* Excerpts from point annotation data
>>>

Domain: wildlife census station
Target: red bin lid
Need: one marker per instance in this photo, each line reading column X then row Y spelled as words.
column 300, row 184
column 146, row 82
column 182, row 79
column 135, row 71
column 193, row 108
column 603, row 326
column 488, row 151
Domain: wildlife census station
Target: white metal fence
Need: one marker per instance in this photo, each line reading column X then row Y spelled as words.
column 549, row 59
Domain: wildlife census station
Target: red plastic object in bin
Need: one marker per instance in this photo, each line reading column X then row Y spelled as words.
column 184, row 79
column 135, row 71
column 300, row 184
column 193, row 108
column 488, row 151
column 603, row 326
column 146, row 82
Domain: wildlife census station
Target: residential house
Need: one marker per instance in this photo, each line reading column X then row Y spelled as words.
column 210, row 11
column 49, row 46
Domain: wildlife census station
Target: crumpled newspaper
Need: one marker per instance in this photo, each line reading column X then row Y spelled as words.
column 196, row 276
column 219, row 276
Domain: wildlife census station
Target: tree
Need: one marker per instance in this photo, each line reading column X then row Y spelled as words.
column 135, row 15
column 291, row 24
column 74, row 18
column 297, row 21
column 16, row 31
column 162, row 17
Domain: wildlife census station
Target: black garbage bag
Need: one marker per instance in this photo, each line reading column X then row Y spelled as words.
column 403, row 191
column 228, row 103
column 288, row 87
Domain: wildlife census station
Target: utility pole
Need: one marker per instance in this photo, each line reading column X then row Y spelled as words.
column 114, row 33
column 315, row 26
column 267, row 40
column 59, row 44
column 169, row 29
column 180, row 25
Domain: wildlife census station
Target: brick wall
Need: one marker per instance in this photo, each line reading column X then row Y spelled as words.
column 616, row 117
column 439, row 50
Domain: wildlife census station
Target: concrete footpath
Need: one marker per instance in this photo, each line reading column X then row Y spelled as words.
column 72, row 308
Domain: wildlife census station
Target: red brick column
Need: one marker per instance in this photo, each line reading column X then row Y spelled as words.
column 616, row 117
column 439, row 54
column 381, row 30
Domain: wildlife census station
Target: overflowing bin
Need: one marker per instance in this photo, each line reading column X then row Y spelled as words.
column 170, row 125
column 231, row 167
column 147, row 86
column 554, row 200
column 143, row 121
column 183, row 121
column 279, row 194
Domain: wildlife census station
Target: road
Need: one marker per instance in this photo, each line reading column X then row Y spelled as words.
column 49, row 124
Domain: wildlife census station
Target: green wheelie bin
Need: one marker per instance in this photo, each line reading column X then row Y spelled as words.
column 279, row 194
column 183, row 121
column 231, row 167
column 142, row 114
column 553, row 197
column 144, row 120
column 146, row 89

<<<

* Task directions
Render all of the material above as a numbered list, one line per item, leaving out any blank lines.

* Response
1. Domain: wildlife census station
2. Target: red bin lid
3. Need: one marker per instance in this photo, each line reading column X then row Y spelled as words.
4. column 300, row 184
5. column 146, row 82
6. column 182, row 79
7. column 135, row 71
8. column 193, row 108
9. column 603, row 326
10. column 488, row 151
11. Domain: wildlife census station
12. Target: white metal fence
13. Need: one marker per instance in this photo, each line reading column X then row Y spelled as words.
14. column 549, row 59
15. Domain: wildlife census station
16. Target: red plastic object in bin
17. Need: one marker per instance in this photo, each line reading column X then row Y spelled as words.
18. column 184, row 79
19. column 135, row 71
20. column 300, row 184
21. column 193, row 108
22. column 488, row 151
23. column 603, row 326
24. column 146, row 82
25. Domain: wildlife census station
26. Target: residential house
27. Need: one marker per instance in this photo, each line reading column X then row Y spelled as words.
28. column 210, row 11
29. column 49, row 46
30. Domain: wildlife census station
31. Target: crumpled newspaper
32. Need: one marker per instance in this photo, each line reading column X then row Y spelled as words.
33. column 196, row 276
34. column 219, row 276
35. Domain: wildlife census station
36. Target: tree
37. Need: one marker per instance in this photo, each line reading column X then row Y spelled as words.
38. column 135, row 15
39. column 291, row 24
40. column 74, row 18
41. column 297, row 21
42. column 16, row 31
43. column 162, row 17
44. Domain: wildlife census station
45. Target: black garbage bag
46. Need: one marker per instance in this photo, each line reading column X then row Y spelled as words.
47. column 403, row 191
48. column 228, row 103
49. column 288, row 87
50. Domain: wildlife census station
51. Target: utility pole
52. Need: one marker per instance in this photo, each line reading column X then row Y spelled as words.
53. column 114, row 33
54. column 315, row 26
55. column 267, row 40
56. column 59, row 44
57. column 169, row 29
58. column 180, row 25
59. Domain: wildlife census station
60. Target: brick wall
61. Need: one marker per instance in this photo, each line reading column X then row Y spelled as words.
62. column 616, row 117
63. column 439, row 50
64. Domain: wildlife census station
65. Target: concrete footpath
66. Need: one marker per instance in this photo, each line reading column X then row Y spelled as words.
67. column 72, row 308
68. Domain: wildlife census station
69. Target: red brick column
70. Need: one marker per instance in this photo, each line reading column X then row Y spelled as words.
71. column 616, row 117
72. column 439, row 54
73. column 381, row 30
74. Domain: wildlife census station
75. Target: overflowing bin
76. Need: one marker per instance in this photo, each line reading column X then row Y spelled as words.
77. column 170, row 125
78. column 231, row 167
79. column 147, row 86
80. column 554, row 200
81. column 143, row 121
82. column 183, row 121
83. column 279, row 194
84. Domain: wildlife census station
85. Target: road
86. Need: one marker per instance in this photo, each line reading column X then row Y spelled as words.
87. column 49, row 124
88. Domain: wildlife census station
89. Target: green wheelie bin
90. Need: one marker per instance in this photo, each line reading column X then row Y spelled as words.
91. column 279, row 194
92. column 183, row 121
93. column 231, row 167
94. column 142, row 114
95. column 553, row 197
96. column 144, row 120
97. column 146, row 89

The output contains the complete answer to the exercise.